Collection entries:
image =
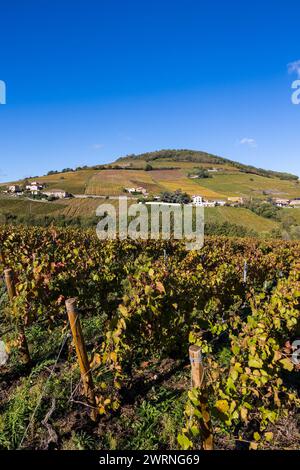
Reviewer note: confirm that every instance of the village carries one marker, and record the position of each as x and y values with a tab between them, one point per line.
38	189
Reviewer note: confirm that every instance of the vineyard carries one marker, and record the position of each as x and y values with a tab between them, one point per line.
141	306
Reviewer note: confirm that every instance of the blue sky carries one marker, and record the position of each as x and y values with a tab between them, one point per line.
88	81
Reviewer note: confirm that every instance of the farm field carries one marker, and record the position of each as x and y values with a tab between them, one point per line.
247	185
77	207
141	306
240	216
170	172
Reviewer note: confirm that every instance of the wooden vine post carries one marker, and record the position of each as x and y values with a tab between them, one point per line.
198	381
11	290
86	375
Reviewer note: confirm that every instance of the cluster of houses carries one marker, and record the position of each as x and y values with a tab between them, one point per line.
201	202
287	202
36	188
138	190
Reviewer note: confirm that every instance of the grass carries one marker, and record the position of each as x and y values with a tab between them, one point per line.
247	185
26	207
240	216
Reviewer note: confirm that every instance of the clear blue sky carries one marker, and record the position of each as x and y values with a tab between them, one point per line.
91	80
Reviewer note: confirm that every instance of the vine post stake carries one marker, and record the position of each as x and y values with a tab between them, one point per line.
2	257
198	381
86	374
11	290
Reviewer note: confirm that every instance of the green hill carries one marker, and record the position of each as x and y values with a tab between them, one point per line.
169	170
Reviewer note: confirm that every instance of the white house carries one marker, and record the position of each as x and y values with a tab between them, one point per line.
56	193
200	202
197	200
138	190
34	187
282	202
220	203
295	203
14	188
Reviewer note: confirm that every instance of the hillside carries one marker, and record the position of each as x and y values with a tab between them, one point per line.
168	170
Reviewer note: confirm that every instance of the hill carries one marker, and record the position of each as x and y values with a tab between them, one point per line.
169	170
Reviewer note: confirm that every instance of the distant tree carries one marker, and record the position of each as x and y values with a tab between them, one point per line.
148	167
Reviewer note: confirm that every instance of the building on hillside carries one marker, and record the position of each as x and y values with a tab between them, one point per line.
159	203
282	202
236	200
295	203
138	190
197	201
200	202
57	193
212	170
34	187
14	188
209	203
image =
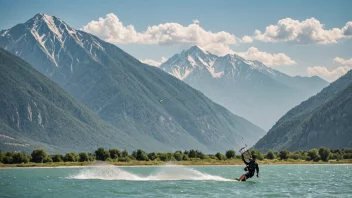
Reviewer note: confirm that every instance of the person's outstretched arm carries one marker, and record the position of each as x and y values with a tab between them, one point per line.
244	160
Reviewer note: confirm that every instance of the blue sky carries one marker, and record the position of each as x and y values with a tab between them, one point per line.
235	18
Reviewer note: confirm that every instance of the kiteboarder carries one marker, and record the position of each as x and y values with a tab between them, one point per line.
251	167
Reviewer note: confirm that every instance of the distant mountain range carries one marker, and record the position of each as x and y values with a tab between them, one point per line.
323	120
125	92
247	88
36	112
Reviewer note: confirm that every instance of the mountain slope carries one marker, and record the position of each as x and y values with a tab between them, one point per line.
322	120
124	91
247	88
35	112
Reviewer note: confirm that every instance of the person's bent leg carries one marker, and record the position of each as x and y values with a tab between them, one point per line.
243	177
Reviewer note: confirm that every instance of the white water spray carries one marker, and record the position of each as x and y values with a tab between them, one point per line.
163	173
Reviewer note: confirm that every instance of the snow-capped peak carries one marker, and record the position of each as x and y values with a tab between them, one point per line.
53	36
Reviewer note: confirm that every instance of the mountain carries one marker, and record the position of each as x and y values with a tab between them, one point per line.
322	120
247	88
36	112
125	92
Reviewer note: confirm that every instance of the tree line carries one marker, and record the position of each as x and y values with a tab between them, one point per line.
113	155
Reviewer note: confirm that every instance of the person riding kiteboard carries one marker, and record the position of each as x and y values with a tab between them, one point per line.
251	167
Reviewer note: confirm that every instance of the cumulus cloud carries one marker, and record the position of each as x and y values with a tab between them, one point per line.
153	62
112	30
247	39
343	61
308	31
268	59
330	76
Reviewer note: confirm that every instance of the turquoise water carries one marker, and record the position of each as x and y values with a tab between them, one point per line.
177	181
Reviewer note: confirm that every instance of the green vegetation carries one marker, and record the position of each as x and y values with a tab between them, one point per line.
191	157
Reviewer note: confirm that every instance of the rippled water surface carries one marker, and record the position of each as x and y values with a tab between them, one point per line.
177	181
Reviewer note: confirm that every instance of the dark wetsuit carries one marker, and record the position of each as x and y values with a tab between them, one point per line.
252	167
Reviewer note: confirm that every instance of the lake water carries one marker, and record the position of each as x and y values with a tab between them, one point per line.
177	181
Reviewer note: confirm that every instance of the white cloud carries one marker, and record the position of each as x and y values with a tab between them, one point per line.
268	59
343	61
308	31
153	62
347	29
323	72
112	30
247	39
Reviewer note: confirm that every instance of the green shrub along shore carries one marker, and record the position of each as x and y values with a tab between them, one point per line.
39	158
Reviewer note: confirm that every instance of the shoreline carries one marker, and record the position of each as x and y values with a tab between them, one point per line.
160	163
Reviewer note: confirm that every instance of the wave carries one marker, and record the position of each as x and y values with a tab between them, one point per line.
163	173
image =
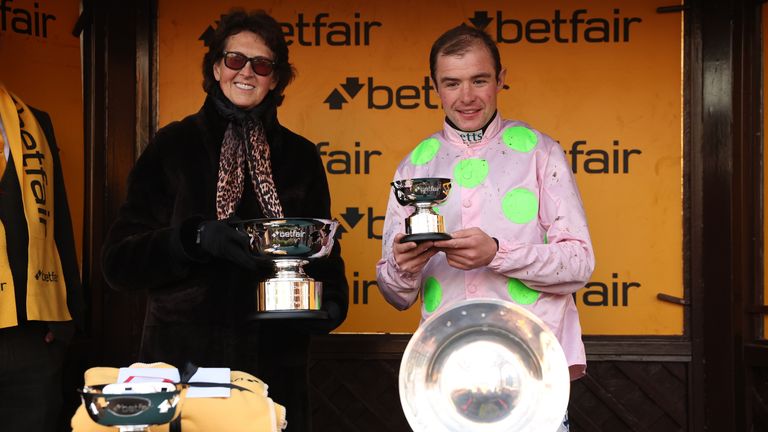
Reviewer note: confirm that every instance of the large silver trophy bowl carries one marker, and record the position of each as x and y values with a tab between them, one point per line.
133	407
290	243
484	365
423	194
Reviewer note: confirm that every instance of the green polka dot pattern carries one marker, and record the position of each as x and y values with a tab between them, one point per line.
425	151
433	294
520	205
519	138
470	172
520	293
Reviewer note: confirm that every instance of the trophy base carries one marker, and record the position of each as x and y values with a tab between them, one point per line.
425	237
290	315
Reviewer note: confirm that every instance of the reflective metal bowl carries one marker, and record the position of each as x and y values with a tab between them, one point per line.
421	190
290	237
484	365
133	406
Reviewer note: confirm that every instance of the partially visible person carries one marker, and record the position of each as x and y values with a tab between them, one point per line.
231	160
41	301
519	231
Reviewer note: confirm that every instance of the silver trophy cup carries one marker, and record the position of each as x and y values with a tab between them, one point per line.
423	194
484	365
290	243
133	407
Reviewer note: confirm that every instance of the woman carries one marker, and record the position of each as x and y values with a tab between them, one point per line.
232	159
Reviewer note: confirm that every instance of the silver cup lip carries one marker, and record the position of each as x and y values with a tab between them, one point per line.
421	190
140	408
290	237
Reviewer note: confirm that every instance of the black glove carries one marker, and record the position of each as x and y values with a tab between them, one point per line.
220	239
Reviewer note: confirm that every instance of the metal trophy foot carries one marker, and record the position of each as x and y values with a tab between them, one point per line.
418	238
133	407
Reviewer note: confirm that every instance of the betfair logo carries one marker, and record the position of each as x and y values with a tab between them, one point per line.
319	30
381	96
562	27
46	276
24	21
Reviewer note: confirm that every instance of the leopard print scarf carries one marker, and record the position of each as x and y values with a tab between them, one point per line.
245	143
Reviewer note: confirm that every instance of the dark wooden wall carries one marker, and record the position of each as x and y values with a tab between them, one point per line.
715	378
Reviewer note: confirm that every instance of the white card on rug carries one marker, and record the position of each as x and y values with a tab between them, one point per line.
130	374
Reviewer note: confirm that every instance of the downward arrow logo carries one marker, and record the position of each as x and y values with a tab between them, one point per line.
335	100
352	86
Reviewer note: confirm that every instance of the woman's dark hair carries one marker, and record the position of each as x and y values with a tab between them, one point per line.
260	23
459	40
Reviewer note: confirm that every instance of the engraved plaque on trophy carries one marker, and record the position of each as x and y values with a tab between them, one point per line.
423	194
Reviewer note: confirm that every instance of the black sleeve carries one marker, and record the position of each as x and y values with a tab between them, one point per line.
143	249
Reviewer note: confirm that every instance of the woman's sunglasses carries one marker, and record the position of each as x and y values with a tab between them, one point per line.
260	65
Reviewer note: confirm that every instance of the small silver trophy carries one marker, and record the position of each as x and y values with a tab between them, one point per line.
290	243
423	193
133	407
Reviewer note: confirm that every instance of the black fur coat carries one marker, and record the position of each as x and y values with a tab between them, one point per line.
197	309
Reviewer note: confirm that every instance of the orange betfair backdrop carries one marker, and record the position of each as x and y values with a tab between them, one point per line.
603	77
41	64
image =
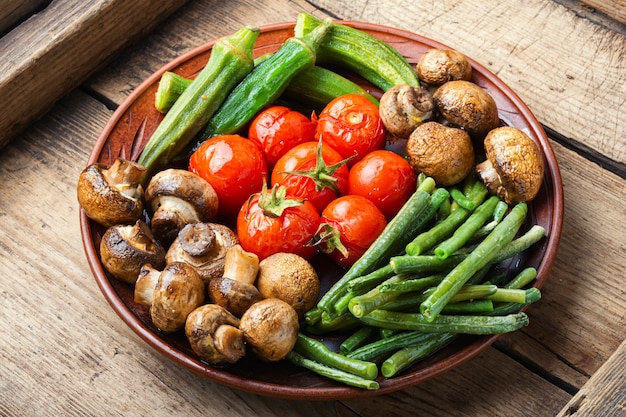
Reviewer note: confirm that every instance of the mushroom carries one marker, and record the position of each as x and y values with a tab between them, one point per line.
444	153
438	66
270	327
465	105
178	197
514	166
124	249
404	107
235	290
203	246
214	335
111	195
146	284
290	278
178	291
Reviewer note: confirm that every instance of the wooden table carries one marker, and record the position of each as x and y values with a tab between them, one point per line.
65	352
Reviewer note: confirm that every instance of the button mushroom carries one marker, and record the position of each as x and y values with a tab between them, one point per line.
179	290
438	66
444	153
404	107
514	166
214	335
235	290
291	278
270	327
111	195
203	246
178	197
124	249
465	105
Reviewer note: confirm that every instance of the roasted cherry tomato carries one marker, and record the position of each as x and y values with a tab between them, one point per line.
234	166
270	222
348	226
277	129
385	178
313	171
352	125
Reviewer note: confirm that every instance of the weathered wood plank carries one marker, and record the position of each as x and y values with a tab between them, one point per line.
54	51
573	78
605	393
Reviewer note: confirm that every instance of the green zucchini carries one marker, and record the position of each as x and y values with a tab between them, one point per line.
266	82
351	48
314	87
230	61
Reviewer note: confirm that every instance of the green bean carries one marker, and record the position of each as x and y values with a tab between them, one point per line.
391	241
465	324
465	231
315	350
388	345
357	339
478	258
332	373
405	357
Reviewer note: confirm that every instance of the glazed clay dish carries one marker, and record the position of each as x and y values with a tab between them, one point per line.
129	129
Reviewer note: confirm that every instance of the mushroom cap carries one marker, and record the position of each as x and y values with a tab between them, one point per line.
124	249
514	167
466	105
235	296
271	328
444	153
214	335
291	278
209	264
438	66
179	291
404	107
111	195
178	197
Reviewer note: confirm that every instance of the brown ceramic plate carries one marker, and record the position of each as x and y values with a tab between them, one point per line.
132	124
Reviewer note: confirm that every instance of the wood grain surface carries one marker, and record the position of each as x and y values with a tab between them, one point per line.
65	352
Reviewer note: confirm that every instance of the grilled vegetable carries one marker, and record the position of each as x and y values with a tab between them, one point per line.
230	61
348	47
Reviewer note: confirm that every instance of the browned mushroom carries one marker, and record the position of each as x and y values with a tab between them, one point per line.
403	108
465	105
291	278
111	195
178	197
203	246
179	290
124	249
235	290
444	153
214	335
270	327
514	167
438	66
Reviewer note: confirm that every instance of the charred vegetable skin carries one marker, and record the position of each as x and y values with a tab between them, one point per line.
230	61
375	60
266	82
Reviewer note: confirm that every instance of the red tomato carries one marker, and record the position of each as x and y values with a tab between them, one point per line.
348	226
385	178
352	125
234	166
277	129
309	175
271	222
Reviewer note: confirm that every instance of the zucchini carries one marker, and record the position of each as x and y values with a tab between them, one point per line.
351	48
314	87
266	82
230	61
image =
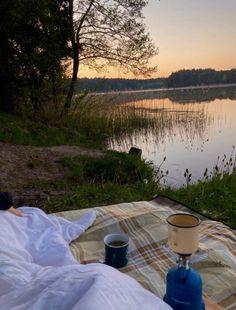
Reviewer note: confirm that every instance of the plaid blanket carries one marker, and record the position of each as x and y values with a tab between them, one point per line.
149	255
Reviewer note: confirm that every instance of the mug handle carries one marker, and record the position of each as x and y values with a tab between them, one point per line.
113	259
174	237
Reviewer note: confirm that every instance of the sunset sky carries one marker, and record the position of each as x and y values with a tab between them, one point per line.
189	34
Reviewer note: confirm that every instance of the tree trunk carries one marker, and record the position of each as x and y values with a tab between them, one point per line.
70	93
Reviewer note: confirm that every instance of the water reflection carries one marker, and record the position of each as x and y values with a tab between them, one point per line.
191	134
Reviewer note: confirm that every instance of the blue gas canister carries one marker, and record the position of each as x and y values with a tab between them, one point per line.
184	289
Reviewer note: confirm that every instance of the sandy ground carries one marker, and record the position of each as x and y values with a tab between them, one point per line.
30	173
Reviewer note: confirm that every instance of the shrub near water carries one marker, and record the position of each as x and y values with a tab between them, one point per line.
119	168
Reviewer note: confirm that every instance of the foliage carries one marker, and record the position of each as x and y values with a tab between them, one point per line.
108	33
115	167
33	43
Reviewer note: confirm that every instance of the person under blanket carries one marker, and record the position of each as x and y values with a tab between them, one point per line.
6	204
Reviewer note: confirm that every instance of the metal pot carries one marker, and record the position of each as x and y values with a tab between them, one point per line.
183	233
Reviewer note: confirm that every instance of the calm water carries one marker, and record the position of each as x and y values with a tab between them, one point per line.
192	131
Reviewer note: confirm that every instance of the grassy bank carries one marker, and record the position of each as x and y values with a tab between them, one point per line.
117	177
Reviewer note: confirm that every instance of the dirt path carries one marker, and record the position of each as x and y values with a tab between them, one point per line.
34	174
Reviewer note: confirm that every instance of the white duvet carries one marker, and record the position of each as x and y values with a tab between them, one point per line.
38	271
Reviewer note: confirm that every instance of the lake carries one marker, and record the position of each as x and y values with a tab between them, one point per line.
194	129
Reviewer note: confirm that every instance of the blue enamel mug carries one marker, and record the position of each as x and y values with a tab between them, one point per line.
116	249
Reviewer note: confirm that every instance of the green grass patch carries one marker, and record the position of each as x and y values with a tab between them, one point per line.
116	167
93	195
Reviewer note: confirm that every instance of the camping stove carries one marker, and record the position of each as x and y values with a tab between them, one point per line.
183	283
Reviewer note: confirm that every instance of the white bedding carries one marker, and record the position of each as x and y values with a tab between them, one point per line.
38	271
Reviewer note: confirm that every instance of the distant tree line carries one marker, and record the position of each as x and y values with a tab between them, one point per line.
106	85
182	78
201	77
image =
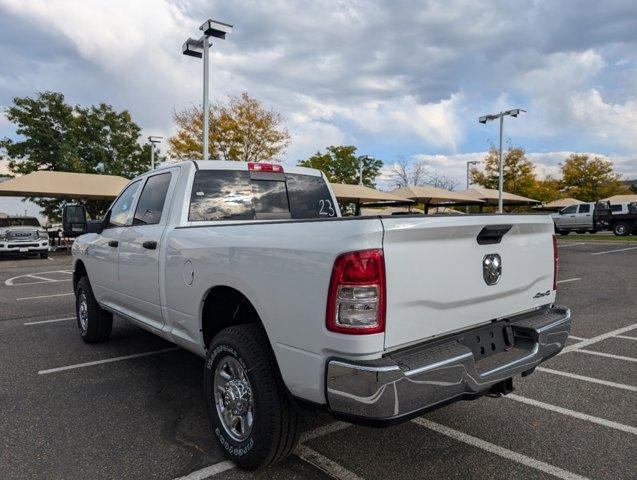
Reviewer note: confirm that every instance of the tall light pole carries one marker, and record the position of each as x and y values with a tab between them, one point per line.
469	163
361	159
495	116
198	49
153	140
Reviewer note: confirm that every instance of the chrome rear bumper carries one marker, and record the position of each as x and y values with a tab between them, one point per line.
438	371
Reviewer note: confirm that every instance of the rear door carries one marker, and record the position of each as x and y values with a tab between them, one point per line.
139	251
437	282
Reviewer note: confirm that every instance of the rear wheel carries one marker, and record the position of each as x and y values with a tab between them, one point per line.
621	229
94	323
254	418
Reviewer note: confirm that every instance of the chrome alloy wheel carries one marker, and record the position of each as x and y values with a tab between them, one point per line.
82	311
233	398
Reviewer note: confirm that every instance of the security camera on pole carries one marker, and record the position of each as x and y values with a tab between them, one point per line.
198	49
487	118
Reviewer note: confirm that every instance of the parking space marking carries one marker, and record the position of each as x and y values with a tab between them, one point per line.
607	355
39	279
209	471
626	337
614	251
573	413
580	339
497	450
599	338
50	321
45	296
324	430
587	379
325	464
106	360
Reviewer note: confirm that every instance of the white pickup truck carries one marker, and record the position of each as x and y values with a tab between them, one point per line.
374	319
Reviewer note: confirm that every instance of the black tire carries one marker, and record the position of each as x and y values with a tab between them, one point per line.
621	229
275	428
99	322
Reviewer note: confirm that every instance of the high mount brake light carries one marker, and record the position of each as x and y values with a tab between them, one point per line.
265	167
556	258
356	297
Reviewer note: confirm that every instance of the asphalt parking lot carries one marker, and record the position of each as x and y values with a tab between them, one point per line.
133	407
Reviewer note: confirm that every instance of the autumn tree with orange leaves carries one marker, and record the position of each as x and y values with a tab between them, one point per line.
241	129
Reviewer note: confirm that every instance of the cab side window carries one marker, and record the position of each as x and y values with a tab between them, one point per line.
586	208
569	210
122	209
152	199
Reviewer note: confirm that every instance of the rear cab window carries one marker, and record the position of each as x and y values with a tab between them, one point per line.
244	195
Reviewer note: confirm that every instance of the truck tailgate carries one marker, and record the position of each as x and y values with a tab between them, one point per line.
434	273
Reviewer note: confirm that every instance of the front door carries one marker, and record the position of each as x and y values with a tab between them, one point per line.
104	249
139	254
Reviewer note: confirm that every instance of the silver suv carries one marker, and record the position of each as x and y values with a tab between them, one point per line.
23	236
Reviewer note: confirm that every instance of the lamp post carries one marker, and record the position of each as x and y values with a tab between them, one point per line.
198	49
495	116
361	159
469	163
153	139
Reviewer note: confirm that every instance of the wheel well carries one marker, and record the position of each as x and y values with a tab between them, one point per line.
78	272
225	307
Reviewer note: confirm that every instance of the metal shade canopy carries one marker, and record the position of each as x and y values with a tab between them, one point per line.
491	196
49	184
362	194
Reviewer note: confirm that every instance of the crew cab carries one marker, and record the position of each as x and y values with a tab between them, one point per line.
374	319
21	236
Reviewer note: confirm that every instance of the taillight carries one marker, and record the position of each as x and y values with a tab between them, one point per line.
356	298
265	167
556	258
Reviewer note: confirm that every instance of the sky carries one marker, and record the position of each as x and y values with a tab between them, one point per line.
398	79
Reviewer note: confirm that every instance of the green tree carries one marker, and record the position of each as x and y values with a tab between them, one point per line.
340	165
53	135
590	179
519	177
240	129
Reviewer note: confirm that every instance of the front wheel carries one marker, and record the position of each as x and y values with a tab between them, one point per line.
253	416
94	323
621	229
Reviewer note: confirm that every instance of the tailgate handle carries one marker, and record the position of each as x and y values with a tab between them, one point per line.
492	234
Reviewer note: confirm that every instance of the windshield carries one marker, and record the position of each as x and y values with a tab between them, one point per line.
19	222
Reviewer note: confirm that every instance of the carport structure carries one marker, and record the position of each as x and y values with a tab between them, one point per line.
490	197
430	196
50	184
360	195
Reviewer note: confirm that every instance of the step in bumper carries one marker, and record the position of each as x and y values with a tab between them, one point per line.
433	373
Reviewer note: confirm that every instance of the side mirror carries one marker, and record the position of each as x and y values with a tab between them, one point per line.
74	220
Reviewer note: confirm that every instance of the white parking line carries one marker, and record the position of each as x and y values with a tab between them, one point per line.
45	296
614	251
106	360
36	275
497	450
626	337
573	413
209	471
576	338
50	321
598	338
325	464
630	388
607	355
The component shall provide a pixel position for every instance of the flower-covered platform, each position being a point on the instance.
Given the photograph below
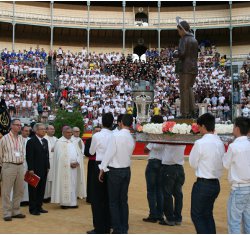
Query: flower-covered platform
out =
(176, 138)
(178, 133)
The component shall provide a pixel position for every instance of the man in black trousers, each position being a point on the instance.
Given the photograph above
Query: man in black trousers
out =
(37, 157)
(116, 162)
(99, 200)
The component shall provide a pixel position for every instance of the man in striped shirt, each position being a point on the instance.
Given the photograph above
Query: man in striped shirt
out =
(11, 163)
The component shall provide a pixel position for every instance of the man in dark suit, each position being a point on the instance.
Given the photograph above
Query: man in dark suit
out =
(37, 157)
(91, 166)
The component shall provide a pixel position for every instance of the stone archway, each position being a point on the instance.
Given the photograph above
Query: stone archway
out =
(141, 16)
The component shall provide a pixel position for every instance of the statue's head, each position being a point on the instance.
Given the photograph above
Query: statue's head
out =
(183, 26)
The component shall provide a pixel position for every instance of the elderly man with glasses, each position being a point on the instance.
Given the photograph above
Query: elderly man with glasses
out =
(37, 157)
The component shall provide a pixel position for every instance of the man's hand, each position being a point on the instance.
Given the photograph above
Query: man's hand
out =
(31, 172)
(101, 174)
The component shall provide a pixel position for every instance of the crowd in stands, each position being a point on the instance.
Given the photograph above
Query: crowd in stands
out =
(24, 84)
(86, 78)
(98, 83)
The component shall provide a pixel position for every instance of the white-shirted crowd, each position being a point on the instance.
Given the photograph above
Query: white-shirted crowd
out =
(100, 83)
(24, 84)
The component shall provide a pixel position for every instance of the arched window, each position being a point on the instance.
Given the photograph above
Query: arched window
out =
(140, 16)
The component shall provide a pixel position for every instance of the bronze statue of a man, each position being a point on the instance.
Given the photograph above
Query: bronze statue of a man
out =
(187, 67)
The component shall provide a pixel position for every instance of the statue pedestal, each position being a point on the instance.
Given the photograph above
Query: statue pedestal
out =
(202, 108)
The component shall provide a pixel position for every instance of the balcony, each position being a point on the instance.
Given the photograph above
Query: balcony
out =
(153, 23)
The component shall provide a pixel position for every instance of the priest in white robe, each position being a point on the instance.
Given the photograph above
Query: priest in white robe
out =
(68, 172)
(51, 144)
(80, 147)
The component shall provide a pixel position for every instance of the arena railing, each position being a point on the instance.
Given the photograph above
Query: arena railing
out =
(152, 22)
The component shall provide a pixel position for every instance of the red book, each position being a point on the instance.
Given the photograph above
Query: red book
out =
(32, 180)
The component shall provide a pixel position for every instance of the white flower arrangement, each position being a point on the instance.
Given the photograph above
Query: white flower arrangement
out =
(183, 129)
(224, 128)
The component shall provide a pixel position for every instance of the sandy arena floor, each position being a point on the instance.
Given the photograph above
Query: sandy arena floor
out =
(80, 220)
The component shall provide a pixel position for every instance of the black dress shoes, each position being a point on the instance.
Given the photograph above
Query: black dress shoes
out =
(24, 203)
(43, 211)
(47, 200)
(7, 218)
(69, 207)
(19, 216)
(35, 213)
(91, 232)
(150, 219)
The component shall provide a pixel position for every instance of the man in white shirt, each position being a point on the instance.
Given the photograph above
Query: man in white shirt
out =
(68, 174)
(25, 131)
(153, 179)
(172, 180)
(79, 145)
(117, 162)
(237, 161)
(206, 159)
(51, 144)
(100, 203)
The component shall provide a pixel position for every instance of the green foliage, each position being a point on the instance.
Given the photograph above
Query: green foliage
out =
(64, 118)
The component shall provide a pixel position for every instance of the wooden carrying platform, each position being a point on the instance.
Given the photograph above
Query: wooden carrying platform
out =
(175, 138)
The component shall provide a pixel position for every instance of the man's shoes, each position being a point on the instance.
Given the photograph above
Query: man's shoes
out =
(160, 219)
(69, 207)
(177, 222)
(91, 232)
(43, 211)
(24, 203)
(35, 213)
(166, 222)
(150, 220)
(19, 216)
(47, 200)
(7, 218)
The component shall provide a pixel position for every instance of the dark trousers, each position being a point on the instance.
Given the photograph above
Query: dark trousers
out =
(187, 95)
(100, 203)
(203, 196)
(173, 178)
(90, 183)
(36, 195)
(154, 189)
(118, 183)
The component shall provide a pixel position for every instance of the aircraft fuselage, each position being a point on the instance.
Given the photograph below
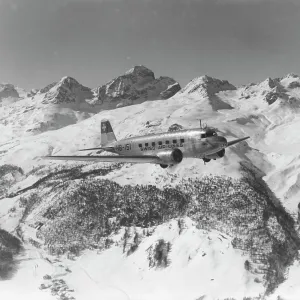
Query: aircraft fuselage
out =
(192, 143)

# [WORK ITEM]
Pull every line with the string "bronze" from the data above.

# [RESPONSE AREA]
The component shall provide a pixel position for every instance of the bronze statue of a man, each position being a point on the instance.
Query: bronze statue of a man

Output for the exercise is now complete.